### Dataset items
------------------------------

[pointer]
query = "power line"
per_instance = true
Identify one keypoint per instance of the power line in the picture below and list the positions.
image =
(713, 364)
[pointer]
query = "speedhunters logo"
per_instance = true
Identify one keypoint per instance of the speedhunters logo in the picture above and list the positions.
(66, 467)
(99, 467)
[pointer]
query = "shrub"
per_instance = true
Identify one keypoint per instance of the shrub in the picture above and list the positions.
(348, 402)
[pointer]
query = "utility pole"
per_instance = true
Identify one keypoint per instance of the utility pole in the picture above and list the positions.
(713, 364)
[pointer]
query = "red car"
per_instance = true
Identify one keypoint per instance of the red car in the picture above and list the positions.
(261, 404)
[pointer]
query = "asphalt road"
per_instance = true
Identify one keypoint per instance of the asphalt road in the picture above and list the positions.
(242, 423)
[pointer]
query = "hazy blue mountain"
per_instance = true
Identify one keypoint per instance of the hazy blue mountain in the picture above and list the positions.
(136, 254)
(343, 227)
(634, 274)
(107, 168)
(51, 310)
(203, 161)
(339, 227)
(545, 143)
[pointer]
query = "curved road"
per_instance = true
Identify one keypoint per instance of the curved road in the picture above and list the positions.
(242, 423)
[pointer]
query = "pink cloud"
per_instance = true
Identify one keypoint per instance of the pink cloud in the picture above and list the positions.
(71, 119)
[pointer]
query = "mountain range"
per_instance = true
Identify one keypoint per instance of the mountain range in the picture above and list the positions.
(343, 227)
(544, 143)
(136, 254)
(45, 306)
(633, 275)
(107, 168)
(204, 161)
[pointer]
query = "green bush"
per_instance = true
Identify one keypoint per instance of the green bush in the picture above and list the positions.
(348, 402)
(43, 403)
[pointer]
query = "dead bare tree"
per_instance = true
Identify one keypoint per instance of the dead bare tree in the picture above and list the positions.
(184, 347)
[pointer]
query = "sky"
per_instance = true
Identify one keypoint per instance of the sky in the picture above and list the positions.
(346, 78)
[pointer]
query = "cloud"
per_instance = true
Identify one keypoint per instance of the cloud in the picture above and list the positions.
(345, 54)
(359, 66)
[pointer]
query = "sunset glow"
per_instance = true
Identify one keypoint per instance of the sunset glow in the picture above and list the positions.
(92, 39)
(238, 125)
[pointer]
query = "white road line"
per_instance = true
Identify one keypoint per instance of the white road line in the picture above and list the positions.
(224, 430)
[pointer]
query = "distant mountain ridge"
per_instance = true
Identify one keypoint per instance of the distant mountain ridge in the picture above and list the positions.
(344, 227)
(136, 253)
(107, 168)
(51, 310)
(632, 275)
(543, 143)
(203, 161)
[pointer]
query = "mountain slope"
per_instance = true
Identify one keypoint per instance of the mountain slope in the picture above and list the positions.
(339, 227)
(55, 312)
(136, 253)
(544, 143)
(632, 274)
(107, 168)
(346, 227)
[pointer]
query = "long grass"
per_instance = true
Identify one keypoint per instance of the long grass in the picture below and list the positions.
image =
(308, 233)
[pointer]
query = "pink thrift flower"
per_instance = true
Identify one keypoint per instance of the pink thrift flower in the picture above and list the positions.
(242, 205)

------------------------------

### WHAT YOU NEED TO DO
Output an exact copy of the lines beginning at the one that holds "Identify one keypoint per instance of the long" and running through the final line of the records.

### REPLY
Identify one keypoint per instance of the long grass in the picture below and list the positions.
image =
(308, 233)
[pointer]
query = "pink thrift flower"
per_instance = true
Identify one keypoint per instance of the pink thrift flower in the picture above and list the positions.
(242, 205)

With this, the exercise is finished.